Requirement: Exactly as written, transcribe the lines that run from the one containing "One point for each instance of the black tights, each" to the end of the records below.

Available data:
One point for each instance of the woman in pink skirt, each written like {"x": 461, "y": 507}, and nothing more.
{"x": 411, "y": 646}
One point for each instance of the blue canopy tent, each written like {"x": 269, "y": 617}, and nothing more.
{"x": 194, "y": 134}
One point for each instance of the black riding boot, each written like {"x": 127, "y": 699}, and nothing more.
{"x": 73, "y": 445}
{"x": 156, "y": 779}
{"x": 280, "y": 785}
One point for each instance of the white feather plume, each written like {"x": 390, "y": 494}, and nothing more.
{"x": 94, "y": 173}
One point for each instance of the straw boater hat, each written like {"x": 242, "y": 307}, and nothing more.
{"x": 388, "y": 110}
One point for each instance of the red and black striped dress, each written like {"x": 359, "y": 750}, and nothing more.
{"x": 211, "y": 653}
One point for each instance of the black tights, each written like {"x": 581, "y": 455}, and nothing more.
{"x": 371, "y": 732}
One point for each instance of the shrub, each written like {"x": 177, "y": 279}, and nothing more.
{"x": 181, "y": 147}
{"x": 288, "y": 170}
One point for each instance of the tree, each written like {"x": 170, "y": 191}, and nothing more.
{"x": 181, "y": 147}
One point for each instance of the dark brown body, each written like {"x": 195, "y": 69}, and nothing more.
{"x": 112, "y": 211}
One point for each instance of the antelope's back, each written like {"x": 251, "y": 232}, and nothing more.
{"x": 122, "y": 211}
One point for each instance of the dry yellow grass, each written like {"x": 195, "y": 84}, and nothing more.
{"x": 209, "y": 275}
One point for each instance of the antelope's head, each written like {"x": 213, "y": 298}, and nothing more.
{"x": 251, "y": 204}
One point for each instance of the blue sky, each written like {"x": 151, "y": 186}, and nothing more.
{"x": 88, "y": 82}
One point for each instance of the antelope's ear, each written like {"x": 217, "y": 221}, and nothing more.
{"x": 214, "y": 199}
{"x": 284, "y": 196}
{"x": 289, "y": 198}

Answer to the problem:
One point for each instance of the black tights, each written like {"x": 581, "y": 455}, and nothing more.
{"x": 371, "y": 732}
One point for each instance of the shrub, each written like {"x": 177, "y": 279}, and nothing more.
{"x": 181, "y": 147}
{"x": 288, "y": 170}
One point for each instance of the tree, each written like {"x": 170, "y": 191}, and nothing more.
{"x": 181, "y": 147}
One point for each instance of the dark brown body, each written like {"x": 195, "y": 69}, and nothing more.
{"x": 112, "y": 211}
One point for each instance of the antelope's back, each written like {"x": 251, "y": 232}, and nothing more.
{"x": 122, "y": 211}
One point for each instance of the dry yellow grass, each written like {"x": 195, "y": 84}, and nothing more.
{"x": 209, "y": 275}
One point for each instance of the antelope's head, each written like {"x": 213, "y": 298}, and nothing more.
{"x": 251, "y": 204}
One point for each instance of the blue sky, each written like {"x": 151, "y": 186}, and nothing more.
{"x": 88, "y": 82}
One point for each instance of the antelope's ear, each written like {"x": 217, "y": 221}, and nothing more.
{"x": 214, "y": 199}
{"x": 284, "y": 196}
{"x": 289, "y": 198}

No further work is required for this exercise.